#### WHAT THE TASK ASKS
A full, exact copy of the records below is the required answer.

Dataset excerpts
···

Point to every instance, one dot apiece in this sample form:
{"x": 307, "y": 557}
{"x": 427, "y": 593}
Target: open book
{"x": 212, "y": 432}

···

#### RESULT OF THE EXERCISE
Point to every instance, one dot apiece in this sample form:
{"x": 307, "y": 557}
{"x": 427, "y": 593}
Target: open book
{"x": 212, "y": 432}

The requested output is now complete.